What is wanted is the line holding "of the black" and every later line through the end of the entries, set down exactly.
(DATA LISTING)
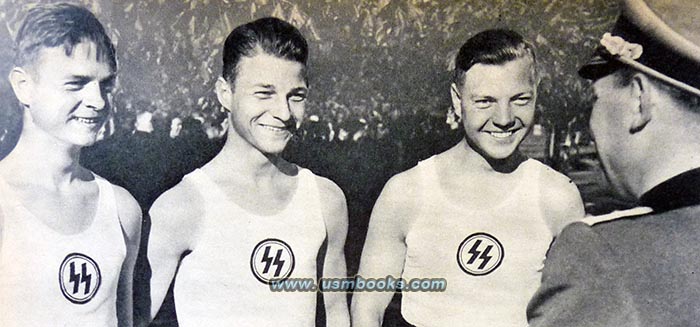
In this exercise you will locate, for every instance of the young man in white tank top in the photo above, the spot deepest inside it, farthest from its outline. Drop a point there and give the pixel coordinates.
(68, 238)
(249, 218)
(480, 215)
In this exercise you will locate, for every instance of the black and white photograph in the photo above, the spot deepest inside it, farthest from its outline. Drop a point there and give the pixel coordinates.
(349, 163)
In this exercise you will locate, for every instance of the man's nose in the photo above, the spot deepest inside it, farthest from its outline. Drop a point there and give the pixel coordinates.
(503, 117)
(94, 96)
(281, 109)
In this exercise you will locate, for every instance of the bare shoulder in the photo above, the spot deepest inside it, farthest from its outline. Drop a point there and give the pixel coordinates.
(129, 211)
(331, 194)
(398, 203)
(561, 200)
(178, 207)
(403, 187)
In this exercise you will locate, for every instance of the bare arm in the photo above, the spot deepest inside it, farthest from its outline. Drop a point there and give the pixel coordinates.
(173, 224)
(384, 251)
(561, 199)
(335, 214)
(130, 219)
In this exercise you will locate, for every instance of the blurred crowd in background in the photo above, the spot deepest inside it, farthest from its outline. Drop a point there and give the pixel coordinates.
(379, 79)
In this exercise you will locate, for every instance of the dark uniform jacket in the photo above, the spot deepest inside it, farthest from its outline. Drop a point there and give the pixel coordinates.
(641, 270)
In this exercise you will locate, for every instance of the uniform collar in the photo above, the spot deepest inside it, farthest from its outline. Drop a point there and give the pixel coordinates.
(680, 191)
(End DATA LISTING)
__RESPONSE TO THIS EXERCISE__
In this exercise you will locate, for every instance of the black and white photograph in the photo above, the spot deepest inside it, farthest from its outline. Drop a point there and give the pixel coordinates.
(349, 163)
In this exercise you will locate, for every instance of the man's nose in the photo above, the spot deepest inside it, farthest from its outline. Drop a point there and give the pixel coordinates.
(503, 117)
(94, 96)
(281, 109)
In this exercise you will locate, for every instance of the bare shoulder in the photo above, the spot deepest inside it, farthest from its outline. Drop a point there and give the pixel coordinates.
(129, 211)
(331, 194)
(398, 203)
(561, 200)
(178, 207)
(403, 187)
In this exercise you will locate, for every instance of the bare arm in the photo above, the spot deepest inside it, farthest from its outline. Drop a point there and give the pixel coordinates.
(173, 224)
(384, 251)
(561, 199)
(335, 214)
(130, 219)
In this exercise you will locate, for every instance of the blurred crowd in background in the photo above, the spot deepest inside it, farthest from its outline. Drop a point there and give the pixel coordinates.
(379, 79)
In this exercise you will locate, for every instance of the dark uniform jacket in the photo above, the spot deepest inside it, farthest from its outline. Drop a point there and give the pixel coordinates.
(641, 270)
In this exercise you will locate, for every instance of the uniform collar in the photo above, the spot deepest inside it, farthest from its outline. Drop a point there and give the pixel coordinates.
(680, 191)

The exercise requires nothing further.